- [What you need to do] Show, word for word, each row below that contains the string "Query". The match is case-sensitive.
— START —
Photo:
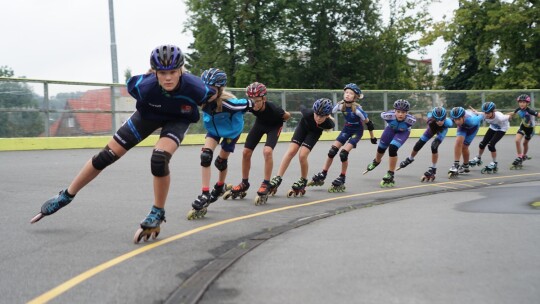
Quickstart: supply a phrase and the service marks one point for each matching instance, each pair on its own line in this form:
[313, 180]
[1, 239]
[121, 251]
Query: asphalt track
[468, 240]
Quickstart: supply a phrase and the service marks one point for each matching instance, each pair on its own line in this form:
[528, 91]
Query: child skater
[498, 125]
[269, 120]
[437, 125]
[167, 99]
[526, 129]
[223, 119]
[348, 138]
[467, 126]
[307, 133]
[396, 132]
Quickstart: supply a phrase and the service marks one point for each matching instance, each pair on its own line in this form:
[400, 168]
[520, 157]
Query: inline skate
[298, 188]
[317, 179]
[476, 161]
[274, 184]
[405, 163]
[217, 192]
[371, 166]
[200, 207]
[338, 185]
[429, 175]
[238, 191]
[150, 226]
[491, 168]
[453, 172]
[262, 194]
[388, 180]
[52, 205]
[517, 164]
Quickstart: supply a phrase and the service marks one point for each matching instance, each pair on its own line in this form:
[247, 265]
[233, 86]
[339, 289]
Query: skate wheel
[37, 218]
— END —
— START —
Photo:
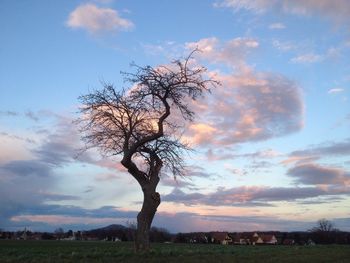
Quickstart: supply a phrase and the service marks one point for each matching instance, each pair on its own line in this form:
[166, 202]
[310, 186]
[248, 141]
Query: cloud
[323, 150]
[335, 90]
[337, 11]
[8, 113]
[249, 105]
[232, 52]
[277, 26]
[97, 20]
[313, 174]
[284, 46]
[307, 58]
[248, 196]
— END —
— START —
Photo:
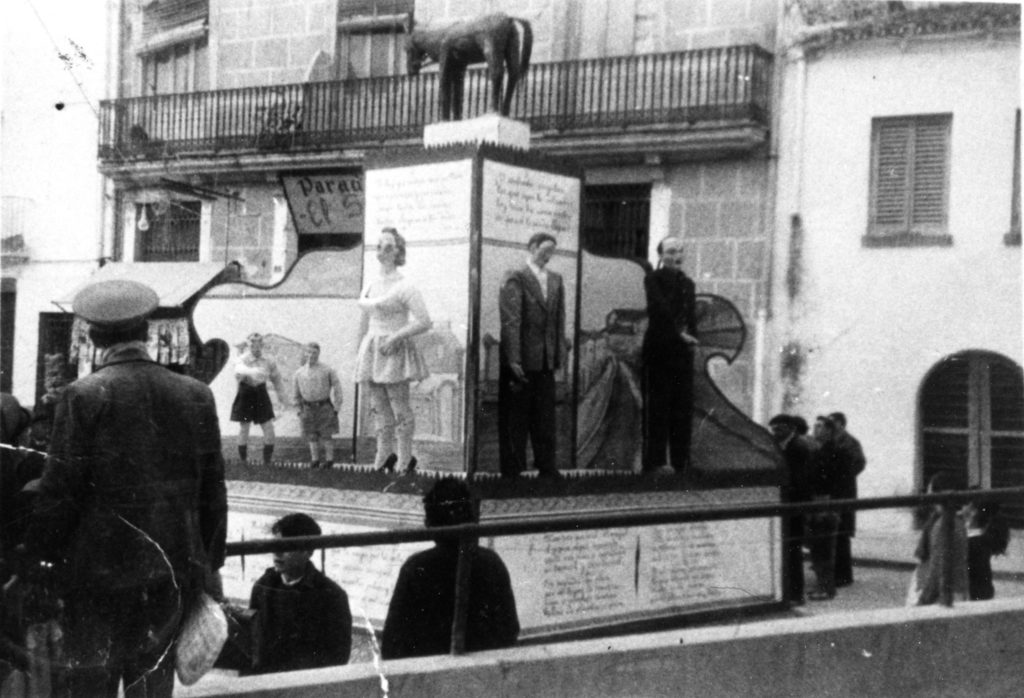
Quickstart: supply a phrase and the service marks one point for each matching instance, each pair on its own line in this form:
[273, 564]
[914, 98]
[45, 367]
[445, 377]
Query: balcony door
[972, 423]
— END —
- [Complete response]
Query: asphalt track
Query: child skater
Query: inline skate
Query: skate wheel
Query: cloud
Query: balcony door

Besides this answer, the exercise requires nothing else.